Document passage
────────────────────────────────────────

GAYLE TZEMACH LEMMON, DEPUTY DIRECTOR WOMEN AND FOREIGN POLICY PROGRAM, COUNCIL ON FOREIGN RELATIONS: Right.

ZAKARIA: If you look at the statue of women in Iraq, in Egypt now, as popular forces take over these countries, sad to say the situation for women often worsens.

And so is this a kind of natural cycle that, unfortunately, it going to play itself out in these countries where the popular movements take over. They are often religiously-oriented, therefore, quite misogynistic, quite anti-women.

TZEMACH LEMMON: But I think an interesting thing happening in Afghanistan which is even under the Taliban, women found ways to work. They found ways to keep school going. They, in fact, were oftentimes the only bread-winners in their house although many people don't know that.

And what they've done is take the opening provided by the international community's presence and really used it to make progress not just for themselves, but for a more stable society.

And if you believe that what Secretary Clinton said was true that this is a security issue and not a women's issue, then it's in everybody's interest for half the population to have its economic potential tapped.

And so I think that what you'll see is women continuing to use any opening they have to make communities more secure and the hope is they won't be left on their own and left to do it solo.

ZAKARIA: Gayle Lemmon, Husain Haqqani, Paul Wolfowitz, thanks for joining us.

Paul Wolfowitz is going to stay with us for a discussion about another war, the Iraq War. Tuesday will mark the tenth anniversary of the beginning of that long conflict. Paul was instrumental in its planning and execution.

But, before that, What in the World, why hundreds of Chinese have suddenly decided to get divorced.

(COMMERCIAL BREAK)

ZAKARIA: Now, for our What in the World segment. A curious phenomenon is unfolding in China. Hundreds of couples are rushing to marriage bureaus across the country. Perhaps the first signs of spring are bringing on a sudden impulse for romance?

No, it's the opposite. These couples are filing for divorce. In each case, a husband and wife mutually agrees to quick separation, no arguing, no quibbling over money or assets. How? Why?

Well, actually, it was about money and assets. You see a vast majority of these couples are getting divorced so they can avoid a new Chinese tax.

Beijing recently decided to impose a 20 percent capital gains fee on sales of second homes. So the theory goes, if you have two homes and you get divorced, you can register each home under separate names.

Then, if you see one of those homes, you escape the new tax and, then, I guess you can get remarried. The bizarre exploitation of this loophole tells a larger story.

At an individual level, it shows the importance of housing as an investment in China, but, at the macro level, the story shows how Beijing's new leaders are struggling to deal with some called a property bubble.

On the one hand, prices are soaring in the big cities. In Shanghai, for example, developers say property prices have risen 40 percent in one year. This is because demand has stayed well ahead of supply as more and more people migrate to big cities.

On the other hand, second and third tier towns have a different problem. Here, supply exceeds demand. There are too many houses. Look at these pictures of ghost towns in China. You can see building after building, mall after mall, but no people to live in them.

Essentially, China has a two-speed property market. One is booming. The other is languishing. Now, you might say, well, China may have a property bubble, but it's not a big deal.

────────────────────────────────────────

Request 1
From the broadcast transcript, copy the stretch from "And so I think" through "to get divorced.".
Request 2
Name every country mentioned in the broadcast transcript.
Request 3
Extend the broadcast transcript by writing the passage that follows its final sentence.

────────────────────────────────────────

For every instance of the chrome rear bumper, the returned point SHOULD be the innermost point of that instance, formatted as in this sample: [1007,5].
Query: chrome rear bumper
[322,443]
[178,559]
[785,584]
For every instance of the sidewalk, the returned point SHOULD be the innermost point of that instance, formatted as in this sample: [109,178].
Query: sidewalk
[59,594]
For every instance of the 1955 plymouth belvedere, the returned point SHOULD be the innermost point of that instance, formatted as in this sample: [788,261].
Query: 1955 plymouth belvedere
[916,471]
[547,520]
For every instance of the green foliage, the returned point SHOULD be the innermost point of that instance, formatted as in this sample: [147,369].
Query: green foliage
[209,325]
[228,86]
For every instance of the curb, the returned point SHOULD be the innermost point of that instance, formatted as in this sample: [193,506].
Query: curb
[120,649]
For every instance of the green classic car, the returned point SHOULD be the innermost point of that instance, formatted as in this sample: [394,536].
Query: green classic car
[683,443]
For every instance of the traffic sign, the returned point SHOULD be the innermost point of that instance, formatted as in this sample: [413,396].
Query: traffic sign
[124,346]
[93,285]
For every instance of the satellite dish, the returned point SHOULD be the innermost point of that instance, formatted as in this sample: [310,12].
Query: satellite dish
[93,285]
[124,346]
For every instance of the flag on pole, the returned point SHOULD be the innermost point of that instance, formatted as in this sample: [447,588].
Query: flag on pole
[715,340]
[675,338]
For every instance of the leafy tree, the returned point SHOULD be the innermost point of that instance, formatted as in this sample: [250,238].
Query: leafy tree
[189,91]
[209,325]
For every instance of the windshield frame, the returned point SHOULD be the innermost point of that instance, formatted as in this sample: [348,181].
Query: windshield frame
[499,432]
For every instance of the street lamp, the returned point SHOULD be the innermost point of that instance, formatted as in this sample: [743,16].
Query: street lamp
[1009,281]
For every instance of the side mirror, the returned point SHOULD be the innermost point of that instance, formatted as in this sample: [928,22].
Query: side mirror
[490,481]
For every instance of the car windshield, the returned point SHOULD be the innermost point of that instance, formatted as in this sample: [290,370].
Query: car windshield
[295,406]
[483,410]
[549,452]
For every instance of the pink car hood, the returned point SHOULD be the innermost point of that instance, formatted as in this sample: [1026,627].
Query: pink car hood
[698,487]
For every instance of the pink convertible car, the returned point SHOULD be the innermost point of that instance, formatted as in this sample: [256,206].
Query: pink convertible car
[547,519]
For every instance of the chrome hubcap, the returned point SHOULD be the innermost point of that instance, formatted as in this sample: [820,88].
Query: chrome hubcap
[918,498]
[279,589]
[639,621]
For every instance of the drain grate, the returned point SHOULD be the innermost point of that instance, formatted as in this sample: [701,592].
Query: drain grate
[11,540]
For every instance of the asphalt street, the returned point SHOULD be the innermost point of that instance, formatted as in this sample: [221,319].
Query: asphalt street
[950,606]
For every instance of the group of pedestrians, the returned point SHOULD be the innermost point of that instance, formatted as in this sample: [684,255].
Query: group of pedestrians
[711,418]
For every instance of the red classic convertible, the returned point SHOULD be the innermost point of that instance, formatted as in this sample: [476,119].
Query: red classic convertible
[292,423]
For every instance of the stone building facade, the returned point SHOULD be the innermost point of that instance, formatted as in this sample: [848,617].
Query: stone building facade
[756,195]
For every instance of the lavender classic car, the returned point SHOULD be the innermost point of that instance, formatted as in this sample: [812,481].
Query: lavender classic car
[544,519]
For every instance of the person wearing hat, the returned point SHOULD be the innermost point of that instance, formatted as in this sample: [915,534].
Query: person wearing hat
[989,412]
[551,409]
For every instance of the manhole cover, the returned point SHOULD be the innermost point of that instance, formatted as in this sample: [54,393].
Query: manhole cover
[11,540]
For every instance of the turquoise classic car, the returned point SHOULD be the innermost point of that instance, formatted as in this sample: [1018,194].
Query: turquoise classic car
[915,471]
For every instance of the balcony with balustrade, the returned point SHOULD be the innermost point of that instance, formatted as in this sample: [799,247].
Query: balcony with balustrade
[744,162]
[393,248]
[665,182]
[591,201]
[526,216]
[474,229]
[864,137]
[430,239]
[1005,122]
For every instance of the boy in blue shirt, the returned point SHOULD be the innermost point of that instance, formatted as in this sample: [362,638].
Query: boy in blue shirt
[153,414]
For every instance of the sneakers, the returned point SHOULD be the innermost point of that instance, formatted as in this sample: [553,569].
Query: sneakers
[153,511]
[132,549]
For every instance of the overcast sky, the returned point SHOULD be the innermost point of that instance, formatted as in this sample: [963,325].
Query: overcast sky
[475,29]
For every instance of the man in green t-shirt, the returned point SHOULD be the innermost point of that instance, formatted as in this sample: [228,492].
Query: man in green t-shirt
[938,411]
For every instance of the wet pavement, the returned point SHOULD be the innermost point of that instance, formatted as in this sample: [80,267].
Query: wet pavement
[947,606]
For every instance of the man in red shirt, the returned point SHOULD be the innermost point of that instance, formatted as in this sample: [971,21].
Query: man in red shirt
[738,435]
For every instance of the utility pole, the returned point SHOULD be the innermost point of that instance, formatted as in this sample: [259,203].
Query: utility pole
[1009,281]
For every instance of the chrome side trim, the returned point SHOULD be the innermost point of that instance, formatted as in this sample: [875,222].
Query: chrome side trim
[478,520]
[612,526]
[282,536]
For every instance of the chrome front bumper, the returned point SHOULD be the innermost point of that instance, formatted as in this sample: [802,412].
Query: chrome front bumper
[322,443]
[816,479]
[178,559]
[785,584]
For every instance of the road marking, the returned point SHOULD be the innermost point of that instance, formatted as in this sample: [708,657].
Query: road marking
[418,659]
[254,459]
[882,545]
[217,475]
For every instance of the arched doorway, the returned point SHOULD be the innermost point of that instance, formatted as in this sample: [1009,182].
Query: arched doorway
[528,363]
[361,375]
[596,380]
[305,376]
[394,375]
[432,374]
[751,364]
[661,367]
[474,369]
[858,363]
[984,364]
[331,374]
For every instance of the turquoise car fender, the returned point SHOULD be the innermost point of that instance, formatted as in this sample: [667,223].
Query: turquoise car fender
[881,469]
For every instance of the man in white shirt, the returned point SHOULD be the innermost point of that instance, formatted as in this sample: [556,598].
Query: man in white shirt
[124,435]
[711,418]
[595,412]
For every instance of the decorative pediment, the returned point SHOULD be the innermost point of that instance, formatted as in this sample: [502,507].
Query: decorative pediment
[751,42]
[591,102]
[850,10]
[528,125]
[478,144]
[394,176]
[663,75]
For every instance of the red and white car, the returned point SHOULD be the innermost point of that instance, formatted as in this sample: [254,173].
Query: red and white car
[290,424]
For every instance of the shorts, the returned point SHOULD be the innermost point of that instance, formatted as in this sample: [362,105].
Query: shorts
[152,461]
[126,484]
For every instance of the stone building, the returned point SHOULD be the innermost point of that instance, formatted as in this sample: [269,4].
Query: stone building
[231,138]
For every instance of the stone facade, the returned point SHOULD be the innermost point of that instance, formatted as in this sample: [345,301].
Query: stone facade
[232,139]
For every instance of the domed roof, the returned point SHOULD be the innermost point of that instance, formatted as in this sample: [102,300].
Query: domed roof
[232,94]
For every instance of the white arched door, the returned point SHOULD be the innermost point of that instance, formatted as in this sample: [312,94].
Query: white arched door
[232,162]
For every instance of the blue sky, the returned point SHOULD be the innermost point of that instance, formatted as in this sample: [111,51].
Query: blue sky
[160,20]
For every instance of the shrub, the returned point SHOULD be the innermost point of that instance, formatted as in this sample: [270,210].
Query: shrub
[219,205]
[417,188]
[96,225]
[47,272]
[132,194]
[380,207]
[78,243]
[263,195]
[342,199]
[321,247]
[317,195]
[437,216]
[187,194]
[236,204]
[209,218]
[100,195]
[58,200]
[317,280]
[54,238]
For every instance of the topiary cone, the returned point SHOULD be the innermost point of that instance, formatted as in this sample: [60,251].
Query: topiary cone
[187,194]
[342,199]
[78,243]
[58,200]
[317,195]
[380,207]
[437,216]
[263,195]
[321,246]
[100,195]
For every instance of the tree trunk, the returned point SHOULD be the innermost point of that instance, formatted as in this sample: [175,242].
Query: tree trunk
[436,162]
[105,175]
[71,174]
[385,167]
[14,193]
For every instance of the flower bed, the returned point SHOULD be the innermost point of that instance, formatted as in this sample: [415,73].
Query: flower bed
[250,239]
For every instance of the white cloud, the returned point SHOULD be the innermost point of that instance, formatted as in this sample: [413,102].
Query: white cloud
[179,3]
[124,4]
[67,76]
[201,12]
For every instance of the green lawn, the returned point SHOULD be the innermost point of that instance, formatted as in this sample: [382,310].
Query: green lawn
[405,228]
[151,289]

────────────────────────────────────────

Exercise response 1
And so I think that what you'll see is women continuing to use any opening they have to make communities more secure and the hope is they won't be left on their own and left to do it solo.

ZAKARIA: Gayle Lemmon, Husain Haqqani, Paul Wolfowitz, thanks for joining us.

Paul Wolfowitz is going to stay with us for a discussion about another war, the Iraq War. Tuesday will mark the tenth anniversary of the beginning of that long conflict. Paul was instrumental in its planning and execution.

But, before that, What in the World, why hundreds of Chinese have suddenly decided to get divorced.

Exercise response 2
Iraq, Egypt, Afghanistan, China

Exercise response 3
They don't have the kinds of mortgage and credit cards Americans had in 2007. It was our debt that caused problem. And the Chinese National Government is certainly doing fine. The consumer is doing fine. But there are those who say China actually has a huge, hidden debt problem.

According to Morgan Stanley's Ruchir Sharma, "China's total public and private debt has soared to more than 200 percent of GDP," the highest level in the developing world.

Sharma points specifically to private debt, a category that includes all kinds of quasi-state borrowers from local governments to state-owned enterprises.

If you look at the rate of increase of private debt, a good historic indicator of financial stress, China's levels are at dangerous highs. They're higher than the peaks experienced by many countries before the entered a crisis; Japan in 1989, the United States in 2007, Spain in 2008.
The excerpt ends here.